* **WHAT NEEDS TO BE DONE**
Set down exactly the lines below between the line holding "Target: runway surface" and the line holding "Target: airplane tail fin", inclusive; no other line belongs in the answer.

* **SUPPLIED DATA**

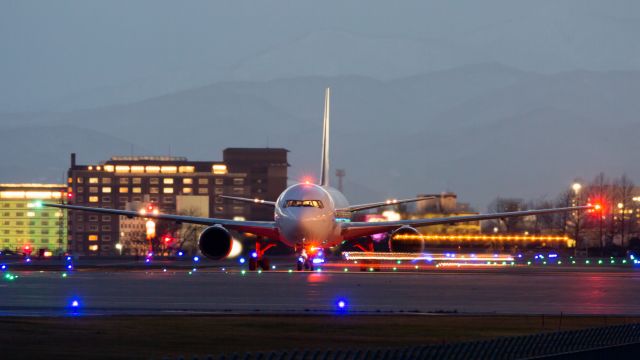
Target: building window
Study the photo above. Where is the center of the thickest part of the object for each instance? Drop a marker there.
(219, 169)
(169, 169)
(238, 209)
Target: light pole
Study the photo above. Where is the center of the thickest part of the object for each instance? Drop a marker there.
(576, 199)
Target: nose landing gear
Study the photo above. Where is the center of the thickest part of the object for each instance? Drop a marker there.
(257, 258)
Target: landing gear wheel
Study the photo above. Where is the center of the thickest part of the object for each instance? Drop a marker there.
(265, 264)
(253, 264)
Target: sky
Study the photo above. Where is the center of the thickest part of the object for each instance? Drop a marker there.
(65, 57)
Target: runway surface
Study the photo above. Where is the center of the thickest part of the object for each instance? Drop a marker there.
(508, 291)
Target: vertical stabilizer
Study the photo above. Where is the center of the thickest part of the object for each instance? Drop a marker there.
(324, 170)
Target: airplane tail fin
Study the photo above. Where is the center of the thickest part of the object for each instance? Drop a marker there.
(324, 170)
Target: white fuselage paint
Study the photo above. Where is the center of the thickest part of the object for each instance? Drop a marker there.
(309, 226)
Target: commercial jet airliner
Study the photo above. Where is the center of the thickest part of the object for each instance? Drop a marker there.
(309, 218)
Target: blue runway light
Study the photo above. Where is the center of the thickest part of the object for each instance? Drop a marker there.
(341, 305)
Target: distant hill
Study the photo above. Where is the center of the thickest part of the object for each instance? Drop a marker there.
(481, 130)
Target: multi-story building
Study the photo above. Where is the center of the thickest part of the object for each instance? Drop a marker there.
(172, 184)
(26, 226)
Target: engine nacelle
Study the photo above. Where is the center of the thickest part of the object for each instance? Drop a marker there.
(406, 240)
(215, 242)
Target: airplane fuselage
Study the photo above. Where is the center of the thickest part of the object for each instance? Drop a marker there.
(305, 215)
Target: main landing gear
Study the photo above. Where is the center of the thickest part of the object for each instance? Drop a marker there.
(368, 265)
(257, 260)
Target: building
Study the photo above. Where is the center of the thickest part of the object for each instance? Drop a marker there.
(266, 171)
(173, 185)
(28, 227)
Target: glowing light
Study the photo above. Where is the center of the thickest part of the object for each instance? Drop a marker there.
(236, 249)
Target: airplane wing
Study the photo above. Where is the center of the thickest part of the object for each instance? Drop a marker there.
(353, 230)
(384, 203)
(260, 228)
(253, 201)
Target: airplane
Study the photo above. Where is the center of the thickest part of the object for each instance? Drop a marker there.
(309, 218)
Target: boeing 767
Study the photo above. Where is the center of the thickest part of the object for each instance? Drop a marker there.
(309, 217)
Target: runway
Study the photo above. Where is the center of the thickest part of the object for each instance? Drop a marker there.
(508, 291)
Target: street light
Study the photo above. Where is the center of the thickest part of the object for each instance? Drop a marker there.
(576, 187)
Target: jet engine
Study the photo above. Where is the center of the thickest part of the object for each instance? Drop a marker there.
(407, 240)
(215, 242)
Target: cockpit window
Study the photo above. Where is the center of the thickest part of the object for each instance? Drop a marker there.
(304, 203)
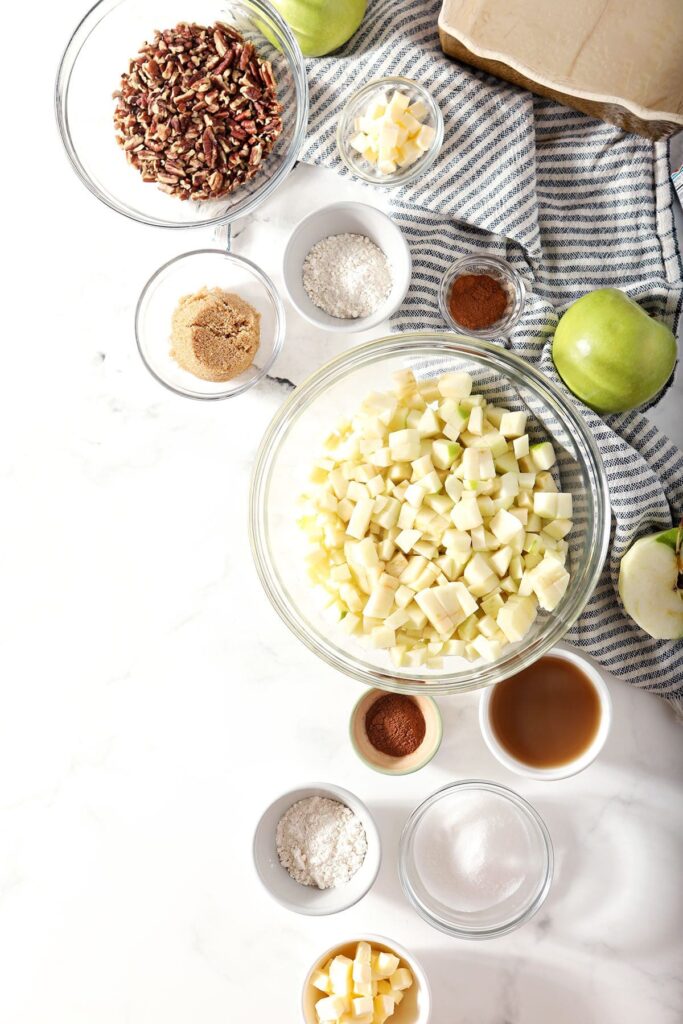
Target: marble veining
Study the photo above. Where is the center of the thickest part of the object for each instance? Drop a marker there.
(154, 702)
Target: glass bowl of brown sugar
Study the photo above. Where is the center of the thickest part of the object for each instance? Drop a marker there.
(482, 295)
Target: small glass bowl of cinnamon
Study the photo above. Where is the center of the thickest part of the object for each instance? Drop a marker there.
(481, 296)
(395, 733)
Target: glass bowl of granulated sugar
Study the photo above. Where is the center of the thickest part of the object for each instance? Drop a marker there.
(316, 850)
(475, 860)
(346, 267)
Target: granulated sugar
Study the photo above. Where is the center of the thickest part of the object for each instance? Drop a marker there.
(347, 275)
(472, 851)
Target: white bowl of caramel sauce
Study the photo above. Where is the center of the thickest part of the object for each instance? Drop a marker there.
(549, 721)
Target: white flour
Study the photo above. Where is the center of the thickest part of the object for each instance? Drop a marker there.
(346, 275)
(321, 842)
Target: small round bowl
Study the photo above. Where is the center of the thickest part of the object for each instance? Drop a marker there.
(494, 266)
(307, 899)
(294, 440)
(571, 767)
(514, 908)
(346, 218)
(355, 107)
(183, 275)
(90, 70)
(383, 762)
(415, 1008)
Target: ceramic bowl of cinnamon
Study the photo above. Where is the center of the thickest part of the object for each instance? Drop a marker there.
(482, 295)
(395, 733)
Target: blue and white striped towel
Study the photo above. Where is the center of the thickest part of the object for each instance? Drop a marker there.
(573, 205)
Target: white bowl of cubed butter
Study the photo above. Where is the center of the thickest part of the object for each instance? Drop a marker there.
(368, 980)
(390, 131)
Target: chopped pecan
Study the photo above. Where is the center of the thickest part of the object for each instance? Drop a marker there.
(198, 111)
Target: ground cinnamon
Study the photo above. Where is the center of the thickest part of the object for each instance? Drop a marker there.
(395, 725)
(476, 301)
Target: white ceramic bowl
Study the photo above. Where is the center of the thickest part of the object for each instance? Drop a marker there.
(415, 1008)
(346, 218)
(307, 899)
(571, 767)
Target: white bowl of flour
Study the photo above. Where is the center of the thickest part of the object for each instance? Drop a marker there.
(336, 257)
(311, 832)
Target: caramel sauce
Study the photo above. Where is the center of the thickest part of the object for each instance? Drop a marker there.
(547, 715)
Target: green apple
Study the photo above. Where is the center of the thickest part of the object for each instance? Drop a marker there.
(322, 26)
(610, 353)
(649, 584)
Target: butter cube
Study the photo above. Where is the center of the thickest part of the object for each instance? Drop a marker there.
(386, 965)
(384, 1007)
(409, 154)
(411, 124)
(340, 976)
(400, 979)
(360, 1007)
(331, 1008)
(396, 105)
(321, 979)
(418, 110)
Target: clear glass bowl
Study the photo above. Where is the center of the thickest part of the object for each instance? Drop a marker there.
(294, 439)
(90, 71)
(355, 107)
(529, 852)
(183, 275)
(500, 269)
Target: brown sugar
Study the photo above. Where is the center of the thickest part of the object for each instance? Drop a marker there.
(215, 334)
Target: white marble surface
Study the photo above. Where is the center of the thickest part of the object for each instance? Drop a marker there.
(153, 701)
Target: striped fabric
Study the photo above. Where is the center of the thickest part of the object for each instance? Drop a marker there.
(573, 205)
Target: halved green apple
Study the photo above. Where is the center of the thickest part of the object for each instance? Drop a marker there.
(650, 584)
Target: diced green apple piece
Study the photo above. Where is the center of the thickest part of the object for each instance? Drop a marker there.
(543, 455)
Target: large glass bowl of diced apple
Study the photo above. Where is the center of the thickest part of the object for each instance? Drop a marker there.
(427, 509)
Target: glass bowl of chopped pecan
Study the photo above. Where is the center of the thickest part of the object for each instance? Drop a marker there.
(177, 123)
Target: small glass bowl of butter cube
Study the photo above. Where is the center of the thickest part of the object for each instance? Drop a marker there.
(390, 131)
(366, 980)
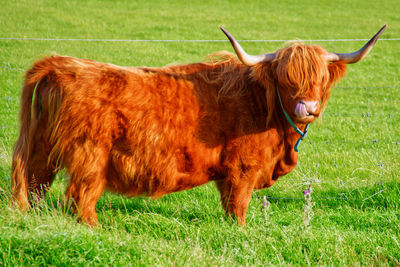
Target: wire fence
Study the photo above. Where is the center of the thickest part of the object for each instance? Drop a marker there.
(180, 41)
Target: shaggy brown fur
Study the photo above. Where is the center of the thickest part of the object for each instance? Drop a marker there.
(155, 131)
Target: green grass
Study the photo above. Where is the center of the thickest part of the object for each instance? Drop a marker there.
(351, 157)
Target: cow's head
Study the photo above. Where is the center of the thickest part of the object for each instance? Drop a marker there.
(303, 74)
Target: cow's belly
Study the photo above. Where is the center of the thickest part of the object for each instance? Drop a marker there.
(134, 176)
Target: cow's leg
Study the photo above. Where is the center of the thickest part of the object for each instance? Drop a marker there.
(235, 197)
(87, 166)
(41, 173)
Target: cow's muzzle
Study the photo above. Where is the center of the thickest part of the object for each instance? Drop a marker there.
(306, 109)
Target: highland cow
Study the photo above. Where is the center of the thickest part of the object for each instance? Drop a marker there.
(153, 131)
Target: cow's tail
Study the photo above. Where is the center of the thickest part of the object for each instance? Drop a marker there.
(35, 79)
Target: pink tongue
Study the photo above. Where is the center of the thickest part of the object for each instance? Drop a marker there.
(301, 110)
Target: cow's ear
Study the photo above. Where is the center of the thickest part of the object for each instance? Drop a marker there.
(337, 70)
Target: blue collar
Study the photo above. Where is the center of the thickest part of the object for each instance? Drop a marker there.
(302, 134)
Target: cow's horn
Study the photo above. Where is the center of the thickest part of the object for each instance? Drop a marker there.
(354, 57)
(246, 59)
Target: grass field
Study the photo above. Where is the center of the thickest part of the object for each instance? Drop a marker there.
(351, 156)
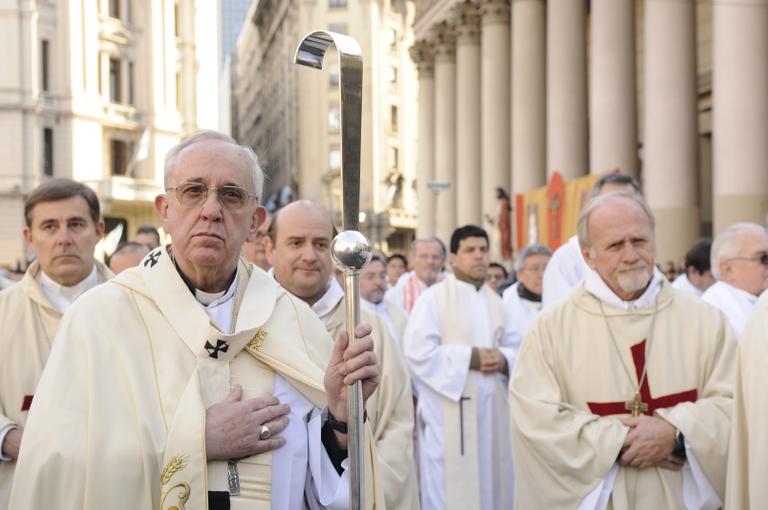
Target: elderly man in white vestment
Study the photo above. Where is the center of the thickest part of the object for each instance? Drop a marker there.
(193, 380)
(460, 350)
(621, 396)
(746, 487)
(567, 267)
(373, 286)
(63, 225)
(522, 299)
(740, 264)
(428, 258)
(301, 235)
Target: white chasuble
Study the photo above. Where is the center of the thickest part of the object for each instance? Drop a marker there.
(462, 415)
(735, 304)
(390, 408)
(119, 418)
(573, 378)
(746, 487)
(29, 324)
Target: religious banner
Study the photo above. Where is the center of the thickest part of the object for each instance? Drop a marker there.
(548, 215)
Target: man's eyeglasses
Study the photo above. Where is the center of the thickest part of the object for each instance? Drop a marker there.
(760, 257)
(194, 194)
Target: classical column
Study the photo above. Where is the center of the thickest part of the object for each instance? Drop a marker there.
(671, 130)
(421, 53)
(613, 113)
(566, 88)
(740, 113)
(495, 113)
(467, 114)
(445, 130)
(529, 113)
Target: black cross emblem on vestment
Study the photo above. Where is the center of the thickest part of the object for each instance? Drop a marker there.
(213, 352)
(152, 258)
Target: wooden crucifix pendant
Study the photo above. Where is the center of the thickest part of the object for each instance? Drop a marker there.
(636, 406)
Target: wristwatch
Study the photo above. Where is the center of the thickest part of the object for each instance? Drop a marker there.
(679, 450)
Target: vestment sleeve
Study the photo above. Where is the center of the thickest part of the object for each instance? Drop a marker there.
(561, 453)
(443, 368)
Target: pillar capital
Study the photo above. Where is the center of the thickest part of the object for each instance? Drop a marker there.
(494, 12)
(467, 23)
(423, 55)
(444, 41)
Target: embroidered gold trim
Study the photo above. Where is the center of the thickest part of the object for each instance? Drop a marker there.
(176, 464)
(258, 339)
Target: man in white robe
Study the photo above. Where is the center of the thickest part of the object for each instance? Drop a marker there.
(624, 342)
(428, 258)
(194, 381)
(522, 299)
(567, 266)
(747, 462)
(63, 225)
(740, 264)
(459, 351)
(373, 286)
(301, 235)
(697, 276)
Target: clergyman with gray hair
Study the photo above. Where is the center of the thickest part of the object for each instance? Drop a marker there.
(567, 267)
(194, 380)
(739, 262)
(622, 393)
(522, 300)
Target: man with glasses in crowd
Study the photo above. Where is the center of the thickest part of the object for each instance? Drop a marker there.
(740, 264)
(194, 381)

* **PROBLEM SOLUTION**
Target: runway surface
Study the photo above. Where is the center of the thickest part of the object for each instance? Drop a marker there.
(508, 291)
Target: vertical stabilizer
Study the photo above. Where is the center of the thickest part of the object for each instance? Drop a marker there.
(324, 170)
Target: airplane tail fin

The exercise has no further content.